## Exercise instructions
Reproduce every one of the records below word for word, leaving nothing out and changing nothing.

## Data listing

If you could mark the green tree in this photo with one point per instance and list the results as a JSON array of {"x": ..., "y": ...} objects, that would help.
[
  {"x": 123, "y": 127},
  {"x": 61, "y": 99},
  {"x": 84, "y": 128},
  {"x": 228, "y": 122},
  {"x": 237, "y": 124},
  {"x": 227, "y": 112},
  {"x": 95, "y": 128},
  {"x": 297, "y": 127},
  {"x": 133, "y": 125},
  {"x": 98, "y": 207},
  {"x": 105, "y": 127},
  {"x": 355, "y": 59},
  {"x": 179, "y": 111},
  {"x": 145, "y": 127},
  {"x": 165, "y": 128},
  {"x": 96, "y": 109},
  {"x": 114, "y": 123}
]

## Output below
If you could mark the green tree in this photo with one point per instance and list the results as a JSON array of {"x": ..., "y": ...} objects, that would help.
[
  {"x": 123, "y": 127},
  {"x": 61, "y": 99},
  {"x": 84, "y": 128},
  {"x": 228, "y": 122},
  {"x": 237, "y": 124},
  {"x": 227, "y": 112},
  {"x": 95, "y": 128},
  {"x": 297, "y": 127},
  {"x": 133, "y": 125},
  {"x": 98, "y": 207},
  {"x": 105, "y": 127},
  {"x": 355, "y": 59},
  {"x": 179, "y": 111},
  {"x": 145, "y": 127},
  {"x": 165, "y": 128},
  {"x": 96, "y": 109},
  {"x": 114, "y": 123}
]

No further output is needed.